#### Requirement
Format every line of the rows below as a JSON list of strings, with one string per line and no blank lines.

[Excerpts of bounding box data]
==============================

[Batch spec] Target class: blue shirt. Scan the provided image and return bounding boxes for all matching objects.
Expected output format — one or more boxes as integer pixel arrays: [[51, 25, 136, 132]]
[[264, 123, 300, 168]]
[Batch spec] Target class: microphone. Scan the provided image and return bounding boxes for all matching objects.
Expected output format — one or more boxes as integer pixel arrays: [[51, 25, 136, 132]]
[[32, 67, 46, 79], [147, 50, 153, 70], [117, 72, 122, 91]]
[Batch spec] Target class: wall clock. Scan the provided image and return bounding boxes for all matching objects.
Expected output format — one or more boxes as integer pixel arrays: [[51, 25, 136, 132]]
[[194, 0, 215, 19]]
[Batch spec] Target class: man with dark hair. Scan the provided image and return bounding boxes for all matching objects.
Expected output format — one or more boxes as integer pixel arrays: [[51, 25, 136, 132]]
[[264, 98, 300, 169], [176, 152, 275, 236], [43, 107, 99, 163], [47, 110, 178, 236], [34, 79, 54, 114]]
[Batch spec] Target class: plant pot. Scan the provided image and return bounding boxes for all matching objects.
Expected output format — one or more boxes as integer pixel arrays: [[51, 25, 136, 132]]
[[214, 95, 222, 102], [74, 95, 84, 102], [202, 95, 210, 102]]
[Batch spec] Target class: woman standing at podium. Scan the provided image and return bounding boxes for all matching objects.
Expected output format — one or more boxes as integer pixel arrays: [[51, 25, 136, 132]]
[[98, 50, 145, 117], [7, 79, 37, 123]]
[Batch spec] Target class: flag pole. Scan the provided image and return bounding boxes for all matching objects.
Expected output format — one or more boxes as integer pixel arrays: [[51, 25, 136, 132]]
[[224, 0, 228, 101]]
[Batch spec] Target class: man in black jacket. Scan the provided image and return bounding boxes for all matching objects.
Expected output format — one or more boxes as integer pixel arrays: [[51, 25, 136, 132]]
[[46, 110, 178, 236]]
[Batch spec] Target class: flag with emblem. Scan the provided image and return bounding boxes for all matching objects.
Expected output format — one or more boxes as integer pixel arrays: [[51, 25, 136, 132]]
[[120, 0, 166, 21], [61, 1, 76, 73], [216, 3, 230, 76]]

==============================

#### Solution for this exercise
[
  "[Batch spec] Target class: blue shirt. Scan the provided image and return bounding boxes for all matching objects.",
  "Expected output format — one or more boxes as integer pixel arrays: [[51, 25, 136, 132]]",
  "[[264, 123, 300, 168]]",
  "[Batch spec] Target class: microphone. Scan the provided image and return bounding boxes for all matching objects.",
  "Expected output format — one or more boxes as integer pixel arrays: [[51, 25, 136, 132]]",
  "[[32, 67, 46, 79], [147, 50, 153, 70], [117, 72, 122, 91]]",
  "[Batch spec] Target class: wall clock. Scan the provided image and return bounding boxes for all matching objects.",
  "Expected output format — one or more boxes as integer pixel arrays: [[51, 25, 136, 132]]",
  "[[194, 0, 215, 19]]",
  "[Batch spec] Target class: man with dark hair. Scan the provided image and return bounding boxes for all matching objects.",
  "Expected output format — one or more boxes as integer pixel arrays: [[51, 25, 136, 132]]",
  "[[264, 98, 300, 169], [176, 152, 275, 236], [43, 107, 99, 163], [47, 110, 178, 236], [34, 79, 54, 114]]",
  "[Batch spec] Target class: plant pot. Scan the provided image and return bounding boxes for all matching objects.",
  "Expected output format — one or more boxes as integer pixel arrays: [[51, 25, 136, 132]]",
  "[[214, 95, 222, 102], [74, 95, 84, 102], [202, 95, 210, 102]]",
  "[Batch spec] Target class: woman standing at podium. Scan the provided image and return bounding boxes for all matching objects.",
  "Expected output format — one or more boxes as integer pixel arrays: [[51, 25, 136, 132]]",
  "[[98, 50, 145, 117], [7, 79, 37, 123]]",
  "[Batch spec] Target class: flag pole. Scan the provided image and return bounding boxes for all matching objects.",
  "Expected output format — one or more boxes as integer pixel arrays: [[51, 25, 136, 132]]",
  "[[224, 0, 228, 101]]",
  "[Batch spec] Target class: man in black jacket. Scan the provided image and return bounding boxes for all matching objects.",
  "Expected output format — one or more boxes as integer pixel arrays: [[51, 25, 136, 132]]",
  "[[46, 110, 178, 236]]",
  "[Batch spec] Target class: flag with emblem. Scan the provided image and return bounding boxes for all matching objects.",
  "Expected output format — one or more boxes as integer pixel arrays: [[51, 25, 136, 132]]",
  "[[120, 0, 166, 21], [61, 1, 76, 73], [216, 3, 230, 76]]"
]